## Input
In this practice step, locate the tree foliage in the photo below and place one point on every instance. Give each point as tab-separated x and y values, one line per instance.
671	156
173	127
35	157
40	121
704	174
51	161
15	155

## Exercise prompt
Write out the data again in full. Match it exactly.

## Response
In this practice step, locate the tree foliage in the photo below and place one point on every instance. Give each point as tab-separated x and y values, one line per instance.
671	156
173	127
35	157
40	121
704	174
51	161
15	155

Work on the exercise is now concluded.